[WRITTEN INSTRUCTION]
Reproduce verbatim the lines below, from the line containing "The component shall identify every instance of the palm" through the end of the records.

Source data:
────────────────────────────────────────

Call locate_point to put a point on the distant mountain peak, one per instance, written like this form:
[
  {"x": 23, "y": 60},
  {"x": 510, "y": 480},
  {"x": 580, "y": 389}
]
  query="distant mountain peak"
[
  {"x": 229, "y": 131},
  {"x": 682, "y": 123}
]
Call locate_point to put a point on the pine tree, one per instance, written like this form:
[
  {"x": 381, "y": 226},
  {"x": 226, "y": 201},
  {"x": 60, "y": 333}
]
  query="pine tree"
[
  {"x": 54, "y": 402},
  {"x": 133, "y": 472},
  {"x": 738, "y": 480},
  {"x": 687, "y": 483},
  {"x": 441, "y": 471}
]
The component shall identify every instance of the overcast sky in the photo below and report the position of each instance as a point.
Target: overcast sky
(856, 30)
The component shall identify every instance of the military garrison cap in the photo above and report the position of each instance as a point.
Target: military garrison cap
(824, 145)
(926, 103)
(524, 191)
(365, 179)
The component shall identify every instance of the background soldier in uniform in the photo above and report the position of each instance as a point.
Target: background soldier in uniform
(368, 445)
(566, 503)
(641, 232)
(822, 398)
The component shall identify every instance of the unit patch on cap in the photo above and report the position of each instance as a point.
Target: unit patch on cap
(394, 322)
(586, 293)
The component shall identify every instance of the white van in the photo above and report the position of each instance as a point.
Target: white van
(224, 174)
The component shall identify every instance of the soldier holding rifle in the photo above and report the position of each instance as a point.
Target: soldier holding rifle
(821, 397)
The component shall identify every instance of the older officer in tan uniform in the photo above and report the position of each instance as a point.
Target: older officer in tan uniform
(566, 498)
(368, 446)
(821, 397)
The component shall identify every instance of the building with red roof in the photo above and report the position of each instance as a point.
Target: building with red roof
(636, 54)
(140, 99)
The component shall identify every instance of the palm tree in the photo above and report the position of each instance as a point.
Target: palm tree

────────────────────────────────────────

[TASK ANSWER]
The component shall identify every instance of the palm tree in the photo above and report the position of each instance as a point.
Target: palm tree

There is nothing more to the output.